What to produce: Set the material down again exactly, line by line, skipping each picture.
[Data provided — start]
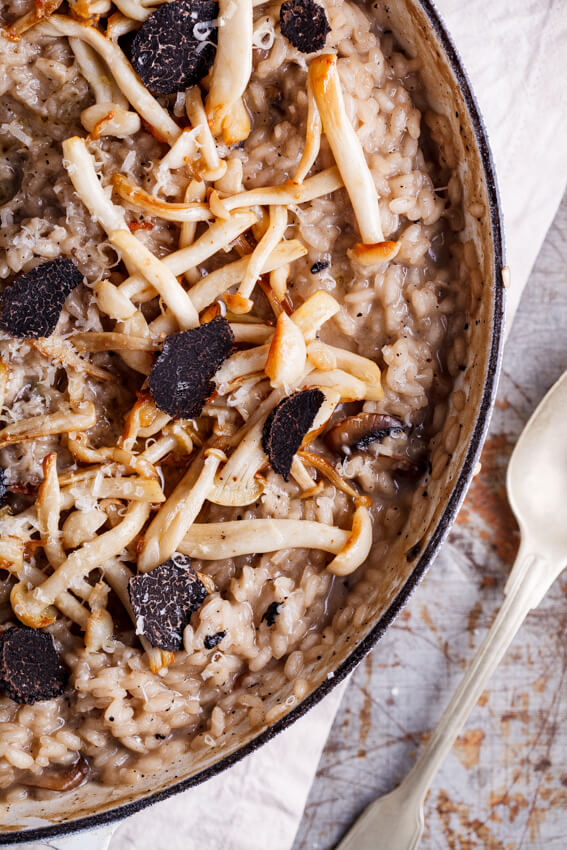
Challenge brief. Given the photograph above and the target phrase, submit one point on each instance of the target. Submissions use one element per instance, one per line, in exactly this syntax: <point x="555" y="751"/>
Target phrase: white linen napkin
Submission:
<point x="515" y="53"/>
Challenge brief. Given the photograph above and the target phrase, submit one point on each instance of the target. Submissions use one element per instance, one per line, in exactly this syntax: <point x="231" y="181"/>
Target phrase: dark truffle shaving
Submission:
<point x="30" y="668"/>
<point x="163" y="601"/>
<point x="181" y="378"/>
<point x="304" y="24"/>
<point x="176" y="46"/>
<point x="287" y="425"/>
<point x="31" y="306"/>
[Data provided — finish]
Output:
Challenge brief. Given the photograph above and the target phrase, submit one point on each instance of the target. Submissions use one element per instance, one per line, in exactly this syntax: <point x="555" y="751"/>
Target phrase: white linen napkin
Submission:
<point x="515" y="53"/>
Challenge brief. Given the photograph above and the target phrase, submit one point on each instance of the target. Submissions use one element per instance, one per line, in exactly this syntax: <point x="231" y="181"/>
Target phrase: dark truffle shaving
Submission:
<point x="30" y="668"/>
<point x="163" y="601"/>
<point x="181" y="378"/>
<point x="304" y="24"/>
<point x="176" y="46"/>
<point x="287" y="425"/>
<point x="31" y="306"/>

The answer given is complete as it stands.